Start of Block

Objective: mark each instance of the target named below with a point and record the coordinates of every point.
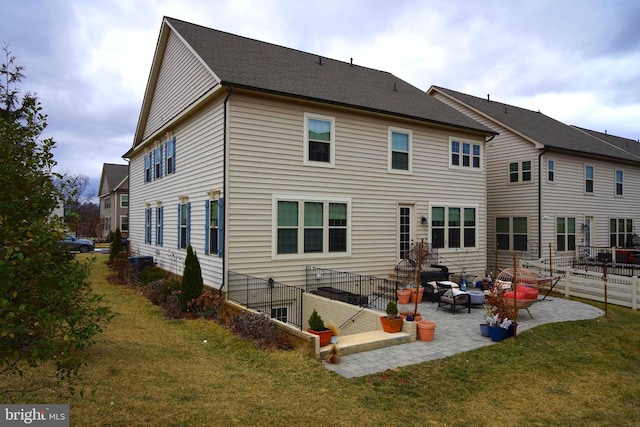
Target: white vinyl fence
(621, 290)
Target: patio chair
(454, 299)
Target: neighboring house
(266, 159)
(552, 184)
(114, 199)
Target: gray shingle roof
(114, 174)
(257, 65)
(625, 143)
(543, 129)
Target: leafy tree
(192, 283)
(47, 309)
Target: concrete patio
(455, 333)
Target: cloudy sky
(577, 61)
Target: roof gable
(539, 128)
(251, 64)
(114, 177)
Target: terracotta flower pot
(403, 296)
(391, 325)
(418, 293)
(426, 330)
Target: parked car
(80, 245)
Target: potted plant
(316, 327)
(404, 295)
(391, 323)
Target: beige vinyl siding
(199, 170)
(565, 197)
(505, 199)
(266, 159)
(182, 80)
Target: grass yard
(148, 371)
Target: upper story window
(319, 140)
(520, 171)
(148, 170)
(512, 233)
(147, 225)
(400, 150)
(159, 225)
(171, 156)
(619, 182)
(464, 154)
(453, 227)
(551, 170)
(311, 227)
(588, 179)
(157, 163)
(565, 234)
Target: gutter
(225, 191)
(542, 153)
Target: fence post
(567, 285)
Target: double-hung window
(453, 227)
(184, 224)
(588, 179)
(214, 220)
(171, 156)
(620, 230)
(157, 162)
(399, 150)
(309, 226)
(464, 154)
(159, 225)
(148, 170)
(619, 182)
(319, 140)
(520, 171)
(512, 233)
(147, 225)
(565, 234)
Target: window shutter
(206, 226)
(178, 245)
(188, 224)
(161, 225)
(221, 221)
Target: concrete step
(356, 343)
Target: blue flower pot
(484, 330)
(497, 334)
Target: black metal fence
(356, 289)
(280, 301)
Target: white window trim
(301, 255)
(408, 132)
(462, 207)
(555, 163)
(521, 172)
(332, 145)
(471, 143)
(615, 183)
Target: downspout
(540, 202)
(225, 188)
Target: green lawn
(148, 371)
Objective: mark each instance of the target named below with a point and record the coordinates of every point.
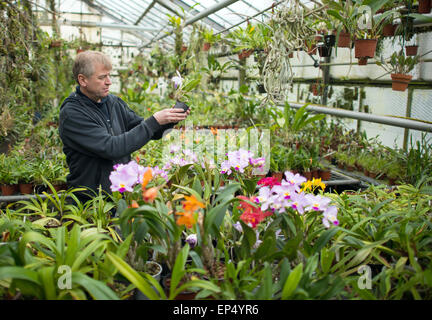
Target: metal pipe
(195, 18)
(388, 120)
(209, 11)
(91, 24)
(243, 21)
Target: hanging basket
(400, 81)
(206, 46)
(424, 6)
(362, 61)
(344, 40)
(324, 51)
(389, 30)
(245, 53)
(365, 48)
(411, 50)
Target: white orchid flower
(178, 80)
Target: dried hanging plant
(293, 24)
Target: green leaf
(97, 289)
(324, 238)
(133, 276)
(292, 282)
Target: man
(98, 129)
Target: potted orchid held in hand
(182, 88)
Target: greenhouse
(215, 150)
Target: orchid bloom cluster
(288, 195)
(125, 176)
(240, 161)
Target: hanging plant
(399, 66)
(293, 27)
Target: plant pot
(400, 81)
(362, 61)
(365, 48)
(411, 50)
(325, 175)
(245, 53)
(344, 40)
(424, 6)
(55, 44)
(324, 51)
(9, 189)
(330, 40)
(389, 30)
(26, 188)
(261, 88)
(206, 46)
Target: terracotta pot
(411, 50)
(26, 188)
(344, 40)
(9, 189)
(206, 46)
(365, 48)
(389, 30)
(424, 6)
(362, 61)
(325, 175)
(400, 81)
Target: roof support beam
(151, 5)
(197, 17)
(119, 26)
(110, 15)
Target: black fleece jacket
(93, 145)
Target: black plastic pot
(330, 40)
(182, 105)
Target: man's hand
(170, 115)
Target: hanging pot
(325, 175)
(362, 61)
(344, 40)
(424, 6)
(365, 48)
(324, 51)
(389, 30)
(411, 50)
(330, 40)
(400, 81)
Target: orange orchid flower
(146, 179)
(192, 204)
(187, 219)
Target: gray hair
(84, 63)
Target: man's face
(97, 86)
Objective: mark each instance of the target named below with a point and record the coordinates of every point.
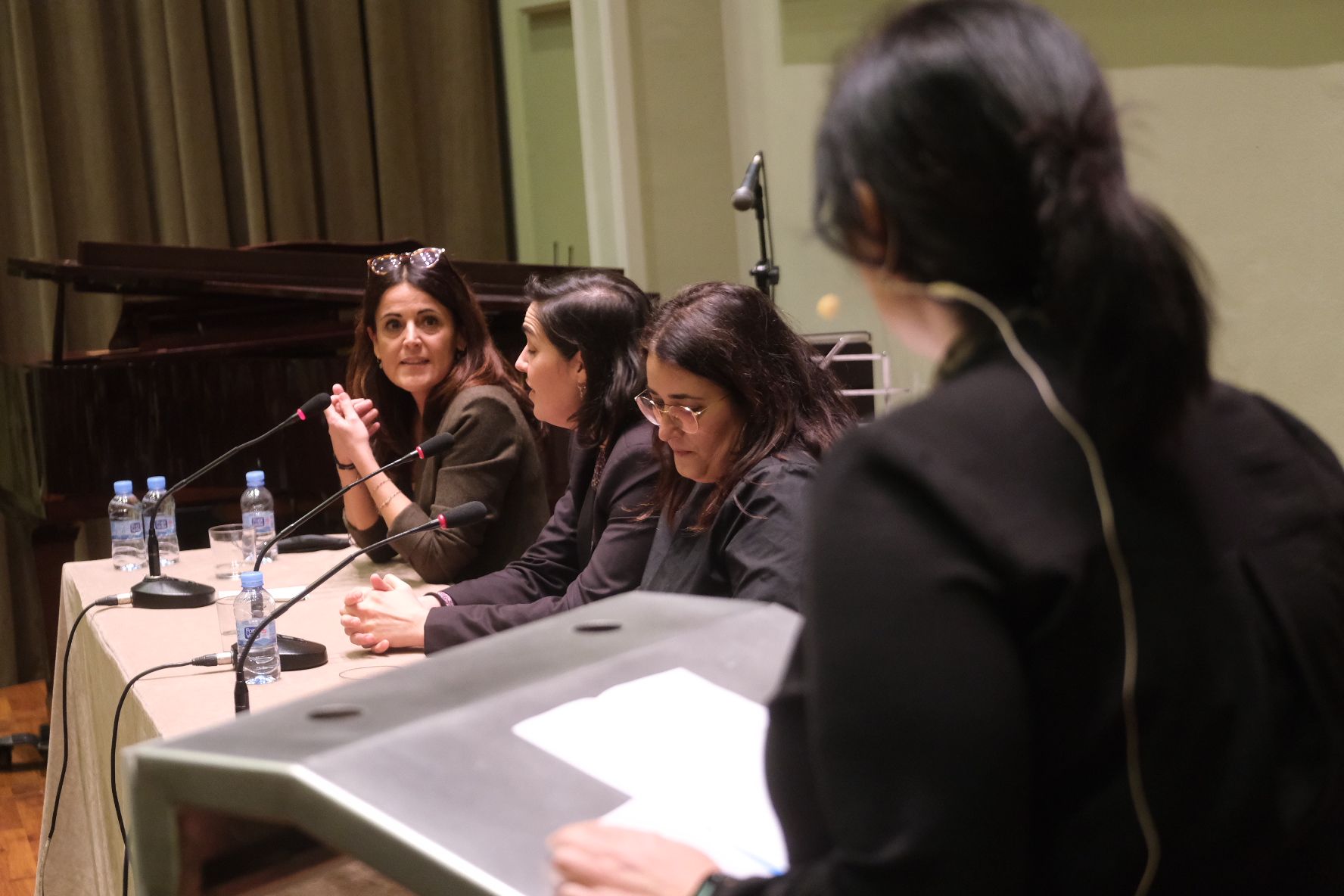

End of Block

- [EXERCISE INSTRUCTIONS]:
Can you restate all the records above word for word while dropping the pictures?

- [SOLUTION FOR THIS PROBLEM]:
Objective: mark each instance of the target named below with a point and record the coordinates of every point.
Target: white vinyl fence
(621, 290)
Target: patio chair
(454, 299)
Target: neighboring house
(266, 159)
(552, 184)
(114, 199)
Target: gray shingle roof
(114, 174)
(257, 65)
(625, 143)
(543, 129)
Target: leafy tree
(192, 283)
(47, 309)
Target: concrete patio
(455, 333)
Target: cloudy sky
(577, 61)
Target: roof gable
(539, 128)
(251, 64)
(114, 177)
Target: terracotta flower pot
(403, 296)
(391, 325)
(418, 293)
(426, 330)
Target: parked car
(80, 245)
Target: potted plant
(316, 327)
(404, 295)
(391, 323)
Target: beige vinyl siding
(199, 170)
(565, 197)
(505, 199)
(266, 159)
(182, 80)
Target: grass yard
(148, 371)
Target: upper story window
(319, 140)
(520, 171)
(148, 170)
(512, 233)
(147, 225)
(400, 150)
(159, 225)
(171, 156)
(619, 182)
(464, 154)
(453, 227)
(551, 170)
(311, 227)
(588, 179)
(157, 163)
(565, 234)
Target: gutter
(225, 191)
(542, 153)
Target: fence post
(567, 285)
Target: double-hung window
(453, 227)
(184, 224)
(588, 179)
(214, 220)
(171, 156)
(620, 230)
(157, 162)
(399, 150)
(309, 226)
(464, 154)
(159, 225)
(148, 170)
(619, 182)
(319, 140)
(520, 171)
(512, 233)
(147, 225)
(565, 234)
Target: window shutter
(206, 226)
(178, 245)
(188, 224)
(161, 225)
(221, 221)
Target: concrete step
(356, 343)
Target: blue flower pot
(484, 330)
(497, 334)
Target: black metal fence
(356, 289)
(280, 301)
Target: white window trim
(301, 255)
(408, 132)
(462, 207)
(555, 163)
(521, 172)
(332, 145)
(471, 143)
(615, 183)
Target: downspout
(540, 202)
(225, 188)
Target: green lawn
(148, 371)
Objective: mark each instance of the target named below with a point and record the coordinates of every point.
Target: metal pipe
(195, 18)
(388, 120)
(209, 11)
(91, 24)
(243, 21)
Target: hanging basket
(400, 81)
(206, 46)
(424, 6)
(362, 61)
(344, 40)
(324, 51)
(389, 30)
(245, 53)
(365, 48)
(411, 50)
Target: white orchid flower
(178, 80)
Target: dried hanging plant
(293, 24)
Target: green leaf
(97, 289)
(324, 238)
(133, 276)
(292, 282)
Target: man
(98, 129)
Target: potted orchid held in hand
(182, 88)
Target: greenhouse
(215, 150)
Target: orchid bloom cluster
(288, 195)
(125, 176)
(240, 161)
Target: hanging plant
(399, 66)
(293, 27)
Target: plant pot
(400, 81)
(362, 61)
(365, 48)
(411, 50)
(325, 175)
(245, 53)
(344, 40)
(424, 6)
(55, 44)
(324, 51)
(9, 189)
(330, 40)
(389, 30)
(26, 188)
(261, 88)
(206, 46)
Target: terracotta pot
(411, 50)
(26, 188)
(344, 40)
(9, 189)
(206, 46)
(365, 48)
(389, 30)
(424, 6)
(362, 61)
(325, 175)
(400, 81)
Target: roof support beam
(151, 5)
(197, 17)
(119, 26)
(110, 15)
Target: black fleece jacket
(93, 145)
Target: black plastic pot
(330, 40)
(182, 105)
Target: man's hand
(170, 115)
Target: hanging pot
(325, 175)
(362, 61)
(344, 40)
(424, 6)
(365, 48)
(324, 51)
(389, 30)
(411, 50)
(330, 40)
(400, 81)
Target: orange orchid flower
(146, 179)
(192, 204)
(187, 219)
Target: gray hair
(84, 63)
Target: man's face
(97, 86)
Objective: mark each instance of the target named below with a point and record the coordinates of every point.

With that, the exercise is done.